**WHAT IS REQUIRED**
Each entry below should be written out exactly as it is, with no pictures.

**Excerpts of pointing data**
==================================================

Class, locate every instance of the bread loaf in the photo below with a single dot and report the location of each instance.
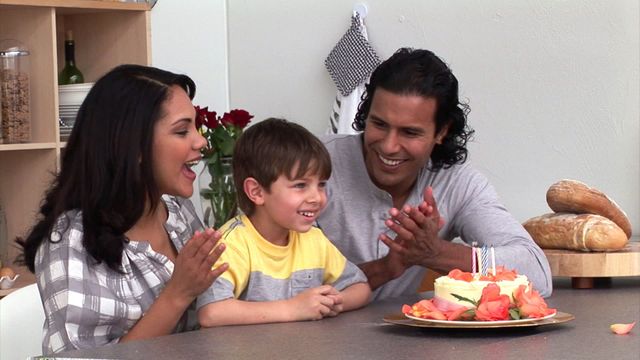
(586, 232)
(576, 197)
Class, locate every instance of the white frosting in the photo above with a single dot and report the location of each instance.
(444, 286)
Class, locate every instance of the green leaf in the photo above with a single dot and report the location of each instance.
(515, 314)
(462, 298)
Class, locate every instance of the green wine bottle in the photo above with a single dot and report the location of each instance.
(70, 74)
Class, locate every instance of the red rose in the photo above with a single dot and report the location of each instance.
(492, 306)
(530, 303)
(237, 118)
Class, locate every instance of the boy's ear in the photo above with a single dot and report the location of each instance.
(254, 191)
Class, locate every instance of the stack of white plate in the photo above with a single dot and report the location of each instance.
(70, 98)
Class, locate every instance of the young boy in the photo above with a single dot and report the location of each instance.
(281, 267)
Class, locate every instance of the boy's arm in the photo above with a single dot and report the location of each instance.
(311, 304)
(355, 296)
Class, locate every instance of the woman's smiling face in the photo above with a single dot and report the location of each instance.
(176, 145)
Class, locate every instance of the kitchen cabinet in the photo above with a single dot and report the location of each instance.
(107, 33)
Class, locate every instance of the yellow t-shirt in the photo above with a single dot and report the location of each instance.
(261, 271)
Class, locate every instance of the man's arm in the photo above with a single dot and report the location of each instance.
(485, 221)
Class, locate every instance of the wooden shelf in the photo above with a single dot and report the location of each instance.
(27, 146)
(80, 5)
(107, 34)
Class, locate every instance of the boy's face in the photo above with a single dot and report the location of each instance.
(290, 205)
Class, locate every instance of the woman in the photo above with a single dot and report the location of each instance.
(117, 250)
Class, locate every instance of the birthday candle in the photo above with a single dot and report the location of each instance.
(493, 260)
(473, 258)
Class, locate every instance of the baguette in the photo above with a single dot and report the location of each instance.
(586, 232)
(576, 197)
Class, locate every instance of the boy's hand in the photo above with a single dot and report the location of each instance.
(338, 299)
(312, 304)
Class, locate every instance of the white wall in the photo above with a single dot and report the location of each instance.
(553, 85)
(190, 37)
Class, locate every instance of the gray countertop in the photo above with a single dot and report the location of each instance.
(362, 334)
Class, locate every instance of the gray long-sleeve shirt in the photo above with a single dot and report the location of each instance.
(356, 210)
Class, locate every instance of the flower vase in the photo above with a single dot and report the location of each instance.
(217, 191)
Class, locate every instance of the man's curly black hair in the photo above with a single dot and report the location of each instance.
(421, 72)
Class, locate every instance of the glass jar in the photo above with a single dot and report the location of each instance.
(217, 191)
(15, 113)
(4, 240)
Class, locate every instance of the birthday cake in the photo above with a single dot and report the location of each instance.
(457, 288)
(497, 295)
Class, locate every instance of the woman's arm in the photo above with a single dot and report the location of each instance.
(192, 275)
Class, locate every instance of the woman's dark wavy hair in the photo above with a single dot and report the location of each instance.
(421, 72)
(106, 168)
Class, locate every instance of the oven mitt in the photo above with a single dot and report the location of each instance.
(352, 60)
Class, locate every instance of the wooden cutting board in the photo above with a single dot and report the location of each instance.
(588, 265)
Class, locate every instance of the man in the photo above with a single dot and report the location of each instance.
(401, 191)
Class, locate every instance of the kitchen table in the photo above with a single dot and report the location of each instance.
(363, 334)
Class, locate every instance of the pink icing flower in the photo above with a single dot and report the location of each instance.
(622, 329)
(530, 303)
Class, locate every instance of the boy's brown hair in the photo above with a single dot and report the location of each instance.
(274, 147)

==================================================

**TASK RESPONSE**
Class, locate every instance of the bread loaf in the photo below with a single dot and report the location of each instance.
(586, 232)
(576, 197)
Class, locate every instance of the white frosting in the photo above with a single dot and report the location of each instance.
(444, 286)
Class, locate every instance of the green leaf in the photo above with a single dot and report the location of each instance.
(515, 314)
(462, 298)
Class, locate every instance of the green wine bottle in the photo above with a single dot and report the location of each instance.
(70, 74)
Class, locate every instance of the red rose in the photo above with a single dot and report the location of each instance.
(492, 306)
(530, 303)
(237, 118)
Class, locate every instance of the boy's ear in the photo above with a single dot and report the location of each instance.
(254, 191)
Class, locate every instance of the stack of white plate in the photo above with a single dot and report the location of each instance.
(70, 98)
Class, locate every instance of the young boy in the photo above with a single dot and report the location of each instance.
(281, 267)
Class, locate every instance of the boy's arm in the photo above with a single dot and report the location of each instance.
(311, 304)
(355, 296)
Class, locate every instance of the woman's smiling face in the photo above with a single dot and report the location of each instance.
(176, 145)
Class, locate every instance of the kitchen cabinet in the photo above with a single dot and report the location of each instance.
(107, 33)
Class, locate every instance of the yellow t-shirt in the photo above with a single dot and report the location of each instance.
(261, 271)
Class, locate every instance of the man's arm in the photo above with a single dot and report the location of each instance.
(485, 221)
Class, locate every instance of the wooden shelf in the photo above with a single dot and report the location of each instance.
(27, 146)
(80, 5)
(107, 34)
Class, locate every instance of the boy's face in the photo above with a single dot and report the location of each instance.
(290, 205)
Class, locate every instance of the woman in the photo above with a single dot and report the location of each instance.
(117, 250)
Class, locate every instance of the birthday candle in the photo above with a single dot and report the location of each instance.
(493, 260)
(473, 258)
Class, locate every instance of the baguette in the photo above with a single dot and report the location of each instance.
(586, 232)
(576, 197)
Class, locate every instance of the boy's hand in the photo above with a single dot and report the location of each instance.
(338, 299)
(312, 304)
Class, locate every instance of the white wall in the photo above with a single dot and report the location of each instance.
(553, 85)
(190, 37)
Class, locate every instance of the gray countertop in the photo above with a single dot and report the location of each instance.
(362, 334)
Class, locate every instance of the gray long-sleeve shirt in the photo above with a single dot and report the location of each instance.
(356, 210)
Class, locate every instance of the flower vase in the photo above with a single dot and report the location of each instance.
(217, 191)
Class, locate every instance of the man's curly black hair in the photo above with a single dot and report the location of each instance.
(421, 72)
Class, locate every instance of the glass jar in the photo above with a single dot and report the location of each instance.
(217, 191)
(15, 113)
(4, 240)
Class, locate every instance of the birthday cake in the photo above with a single dot and report the location of each instance.
(457, 288)
(497, 295)
Class, locate every instance of the woman's arm in the photo above with a single dot and report the location of each instance.
(192, 275)
Class, locate every instance of the woman's dark wavy hair in the photo above with a single dot and report the location of each instance.
(421, 72)
(106, 168)
Class, locate every instance of the oven mitt in the photo above with a single dot and report the location of each instance.
(352, 60)
Class, locate every instance of the wooden cutting board in the photo above with a single dot and report the location of each instance.
(588, 265)
Class, locate every instance of the man in the photo above with a single dot and report the location of each instance.
(401, 191)
Class, locate every instance of the kitchen table in the photo above with a single dot and report the location of each instance.
(363, 334)
Class, locate every instance of the pink icing flower in the photo above with a single dot and report the location of each instance.
(622, 329)
(530, 303)
Class, locate every instance of the boy's brown hair in the photo above with a single dot and report the location of each instance.
(274, 147)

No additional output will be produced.